Required action: Nothing in the entries may differ when you return them.

+ + +

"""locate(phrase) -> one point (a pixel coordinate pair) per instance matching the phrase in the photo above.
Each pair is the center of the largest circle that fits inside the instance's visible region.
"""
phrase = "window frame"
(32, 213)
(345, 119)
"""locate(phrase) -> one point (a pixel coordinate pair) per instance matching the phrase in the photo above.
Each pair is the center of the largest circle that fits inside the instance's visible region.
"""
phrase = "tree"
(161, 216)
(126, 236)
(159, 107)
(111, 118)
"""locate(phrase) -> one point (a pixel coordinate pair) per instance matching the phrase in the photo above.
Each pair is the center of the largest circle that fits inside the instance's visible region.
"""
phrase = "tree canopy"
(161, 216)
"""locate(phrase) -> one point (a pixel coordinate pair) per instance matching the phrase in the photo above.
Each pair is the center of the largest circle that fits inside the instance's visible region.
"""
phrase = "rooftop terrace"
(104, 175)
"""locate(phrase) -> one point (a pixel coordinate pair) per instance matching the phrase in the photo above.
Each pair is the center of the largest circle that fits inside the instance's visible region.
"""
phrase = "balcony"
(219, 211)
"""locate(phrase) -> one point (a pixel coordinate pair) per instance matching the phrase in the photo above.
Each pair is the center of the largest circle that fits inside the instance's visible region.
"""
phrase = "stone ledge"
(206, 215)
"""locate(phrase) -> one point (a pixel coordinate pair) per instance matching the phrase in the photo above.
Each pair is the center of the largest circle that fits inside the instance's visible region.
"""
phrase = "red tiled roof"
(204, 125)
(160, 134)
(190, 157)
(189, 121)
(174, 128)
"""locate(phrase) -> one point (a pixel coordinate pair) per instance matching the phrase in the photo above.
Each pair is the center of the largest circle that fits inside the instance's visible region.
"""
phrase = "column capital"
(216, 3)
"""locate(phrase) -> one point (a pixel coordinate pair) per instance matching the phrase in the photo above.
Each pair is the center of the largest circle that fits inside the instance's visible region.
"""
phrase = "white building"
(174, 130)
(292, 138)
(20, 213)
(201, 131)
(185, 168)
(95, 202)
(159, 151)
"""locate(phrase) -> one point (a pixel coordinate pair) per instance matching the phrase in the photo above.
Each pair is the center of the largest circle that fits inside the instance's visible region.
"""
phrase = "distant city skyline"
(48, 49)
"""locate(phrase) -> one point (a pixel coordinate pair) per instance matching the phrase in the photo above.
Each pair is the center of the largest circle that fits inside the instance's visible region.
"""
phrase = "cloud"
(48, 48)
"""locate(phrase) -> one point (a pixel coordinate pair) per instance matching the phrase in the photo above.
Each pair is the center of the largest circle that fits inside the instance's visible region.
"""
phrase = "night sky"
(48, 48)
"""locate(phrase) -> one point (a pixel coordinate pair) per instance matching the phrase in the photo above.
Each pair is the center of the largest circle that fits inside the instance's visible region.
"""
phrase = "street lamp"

+ + +

Response for this exercise:
"""locate(phrase) -> one point (a pixel coordinate pair) per instance matching the phrase in the photo above.
Each pair is the center of the largest circle that fits inside the instance's visible region.
"""
phrase = "window frame"
(32, 213)
(345, 119)
"""locate(phrase) -> one point (a pixel coordinate pair) per instance matching the phrase in the photo above.
Each pair is the center of the largest circle that fits inside the instance's visible region.
"""
phrase = "tree"
(161, 216)
(126, 236)
(159, 107)
(111, 118)
"""locate(phrase) -> one point (a pixel coordinate pair) per instance matching the phrase in the photo above.
Each pair is the center of the largest circle that fits inside the instance's visible region.
"""
phrase = "tree canopy"
(161, 216)
"""locate(phrase) -> one point (a pixel coordinate pair) per instance matching the phrase in the photo above.
Each pair is the center of the largest circle that fits inside the instance's visible region.
"""
phrase = "rooftop terrace"
(104, 175)
"""locate(phrase) -> one point (a pixel coordinate pair) per instance matching the phrase in the photo above.
Each pair is the center of the largest circle that fits inside the instance's visible region.
"""
phrase = "balcony"
(219, 211)
"""locate(phrase) -> one point (a pixel coordinate pair) per instance matching the phrase in the photo above.
Each pair is the center of the largest circle that fits inside the instance's visible region.
"""
phrase = "stone ledge"
(206, 215)
"""locate(phrase) -> one point (a pixel coordinate pair) per instance matching the phrase in the photo above.
Each pair is the center of the largest circle that fits inside the instance's visible region.
"""
phrase = "red tiled roof"
(204, 125)
(160, 134)
(190, 157)
(189, 121)
(174, 128)
"""locate(phrase) -> one point (a pixel coordinate pair) per instance matching the phrase in the photo above.
Each pair is the center of the largest circle that fits inside the instance's visible region.
"""
phrase = "column capital"
(216, 3)
"""locate(phrase) -> one point (a pixel coordinate pair) per instance matching the phrase in the photo above.
Each pair is the center of the largest circle that fits inside the instance's visible region.
"""
phrase = "white building"
(174, 130)
(292, 138)
(20, 213)
(201, 131)
(185, 168)
(95, 202)
(159, 151)
"""locate(phrase) -> one point (a pixel coordinate pair) per instance matching the phrase in the photo above.
Each pair is the center of the largest circle that fits inside the instance's visible region.
"""
phrase = "distant city skyline"
(48, 49)
"""locate(phrase) -> one point (a pixel coordinate pair) per instance matching the phrase in the photo above.
Each pair is the center of the largest circle that fits inside the instance's visible region.
"""
phrase = "cloud"
(48, 48)
"""locate(phrase) -> one point (a pixel coordinate pair) per instance matching the phrase in the photo above.
Each pair is the center of the largest circle that fits inside the instance's visible region.
"""
phrase = "night sky"
(48, 48)
"""locate(phrase) -> one point (a pixel coordinate pair) per instance matching the phrase in the photo above.
Each pair is the center of the largest circle that fits inside the instance's visible region.
"""
phrase = "street lamp"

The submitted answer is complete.